## EXTRACTED DATA
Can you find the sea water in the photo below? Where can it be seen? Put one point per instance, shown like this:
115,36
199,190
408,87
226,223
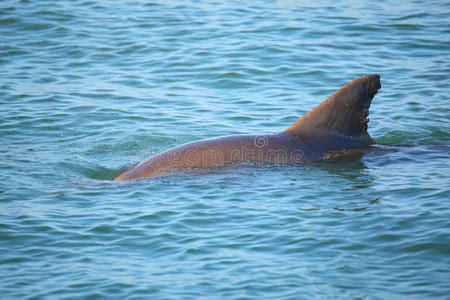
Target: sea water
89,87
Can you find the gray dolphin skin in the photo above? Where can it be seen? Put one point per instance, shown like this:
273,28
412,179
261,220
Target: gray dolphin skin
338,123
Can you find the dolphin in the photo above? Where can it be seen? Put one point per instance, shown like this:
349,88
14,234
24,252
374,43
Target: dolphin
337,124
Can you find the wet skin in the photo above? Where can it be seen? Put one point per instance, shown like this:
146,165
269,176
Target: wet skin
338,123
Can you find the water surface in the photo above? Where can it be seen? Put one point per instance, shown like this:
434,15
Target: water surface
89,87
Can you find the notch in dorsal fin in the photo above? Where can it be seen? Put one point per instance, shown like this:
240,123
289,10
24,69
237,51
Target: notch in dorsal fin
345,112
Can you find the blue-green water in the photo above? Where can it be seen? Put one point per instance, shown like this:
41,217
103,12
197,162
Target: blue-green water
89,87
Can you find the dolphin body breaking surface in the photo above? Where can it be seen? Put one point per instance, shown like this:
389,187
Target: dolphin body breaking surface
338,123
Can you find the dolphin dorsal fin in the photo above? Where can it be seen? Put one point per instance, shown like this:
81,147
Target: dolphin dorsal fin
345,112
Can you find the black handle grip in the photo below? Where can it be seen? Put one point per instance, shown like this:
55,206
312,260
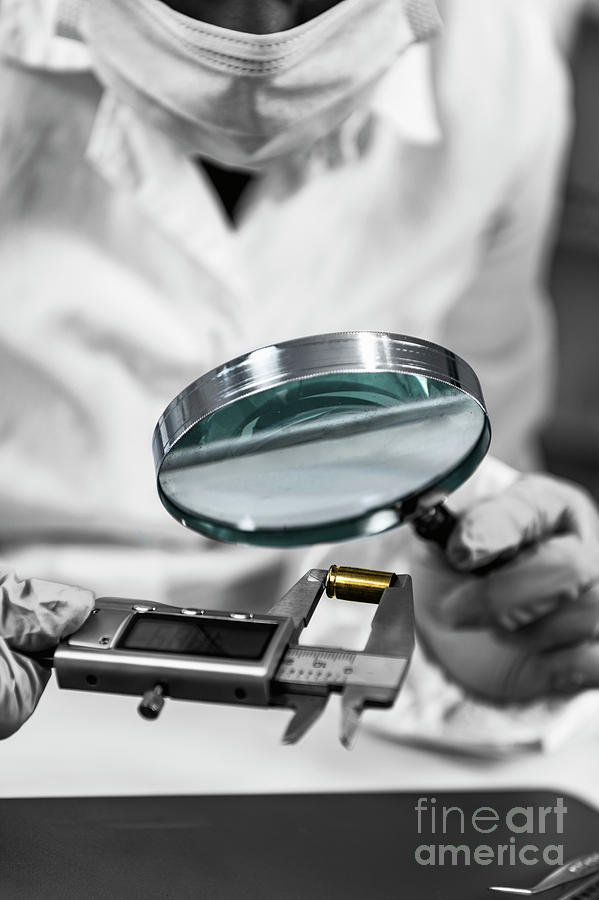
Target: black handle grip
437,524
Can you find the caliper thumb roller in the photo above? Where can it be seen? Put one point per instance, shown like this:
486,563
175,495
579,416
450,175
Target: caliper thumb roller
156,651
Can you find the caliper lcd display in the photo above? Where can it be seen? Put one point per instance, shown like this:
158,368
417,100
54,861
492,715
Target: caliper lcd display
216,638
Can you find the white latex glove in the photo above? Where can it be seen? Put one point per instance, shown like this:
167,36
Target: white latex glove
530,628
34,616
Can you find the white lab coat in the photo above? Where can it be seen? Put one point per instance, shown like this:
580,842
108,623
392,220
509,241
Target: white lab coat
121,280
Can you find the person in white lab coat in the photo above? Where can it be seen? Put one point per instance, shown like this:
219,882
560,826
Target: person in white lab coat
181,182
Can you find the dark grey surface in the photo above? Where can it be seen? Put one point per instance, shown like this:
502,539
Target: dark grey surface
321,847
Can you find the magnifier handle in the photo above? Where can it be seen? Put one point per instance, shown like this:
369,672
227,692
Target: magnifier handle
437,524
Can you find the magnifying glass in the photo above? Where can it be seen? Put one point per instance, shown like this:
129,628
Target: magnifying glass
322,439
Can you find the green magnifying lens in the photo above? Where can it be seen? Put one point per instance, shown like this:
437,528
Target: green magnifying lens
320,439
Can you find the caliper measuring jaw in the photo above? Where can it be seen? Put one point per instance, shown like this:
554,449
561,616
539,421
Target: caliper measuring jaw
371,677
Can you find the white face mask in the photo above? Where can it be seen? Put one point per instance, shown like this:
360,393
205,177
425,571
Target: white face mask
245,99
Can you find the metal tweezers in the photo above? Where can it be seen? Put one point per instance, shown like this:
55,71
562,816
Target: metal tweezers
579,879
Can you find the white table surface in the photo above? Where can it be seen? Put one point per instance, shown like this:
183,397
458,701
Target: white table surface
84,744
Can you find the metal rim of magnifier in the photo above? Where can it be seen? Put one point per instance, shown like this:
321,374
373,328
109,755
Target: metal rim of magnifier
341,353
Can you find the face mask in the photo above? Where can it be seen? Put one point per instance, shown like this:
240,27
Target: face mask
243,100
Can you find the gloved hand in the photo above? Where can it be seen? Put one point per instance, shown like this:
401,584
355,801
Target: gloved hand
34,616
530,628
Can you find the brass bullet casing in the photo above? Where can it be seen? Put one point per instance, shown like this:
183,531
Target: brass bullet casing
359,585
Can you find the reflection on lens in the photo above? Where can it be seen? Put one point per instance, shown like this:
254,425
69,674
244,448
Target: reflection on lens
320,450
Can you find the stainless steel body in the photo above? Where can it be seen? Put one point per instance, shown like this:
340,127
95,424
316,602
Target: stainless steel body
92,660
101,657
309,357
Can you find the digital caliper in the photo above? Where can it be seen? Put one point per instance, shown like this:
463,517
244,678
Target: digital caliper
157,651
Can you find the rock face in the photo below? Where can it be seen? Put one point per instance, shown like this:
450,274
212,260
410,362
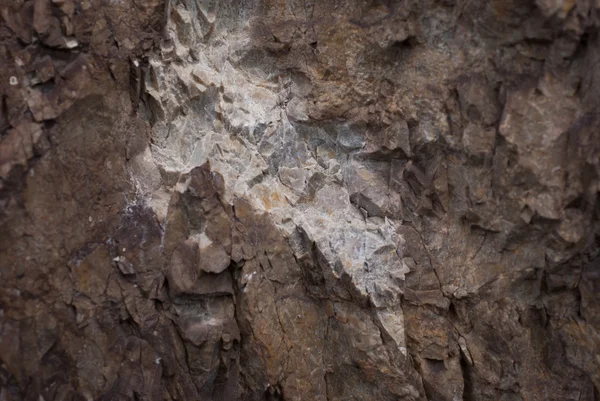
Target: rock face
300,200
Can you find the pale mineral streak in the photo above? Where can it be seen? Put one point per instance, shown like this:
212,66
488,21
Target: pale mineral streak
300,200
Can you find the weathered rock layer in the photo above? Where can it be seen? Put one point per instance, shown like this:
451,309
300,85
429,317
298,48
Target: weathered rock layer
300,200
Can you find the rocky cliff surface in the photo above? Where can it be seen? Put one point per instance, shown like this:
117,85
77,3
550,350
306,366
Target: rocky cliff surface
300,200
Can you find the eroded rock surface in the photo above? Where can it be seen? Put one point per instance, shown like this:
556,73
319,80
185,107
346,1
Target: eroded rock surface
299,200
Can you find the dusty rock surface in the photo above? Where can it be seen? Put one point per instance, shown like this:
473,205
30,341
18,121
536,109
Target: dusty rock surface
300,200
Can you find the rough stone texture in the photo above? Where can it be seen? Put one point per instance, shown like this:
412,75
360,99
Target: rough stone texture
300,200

## THE TASK
Pull every line that holds the string "below" out of the records.

## REPLY TO THE TASK
Can you find the sea water in the photo below? Where can it be seen? Put one point per instance, shown like this:
Can you find the black handle grip in the photo below? Where can it be seen? Put one point per instance, shown like this:
Can you find the rock face in the photo below? Where can it be seen? Put one point per instance, shown like this:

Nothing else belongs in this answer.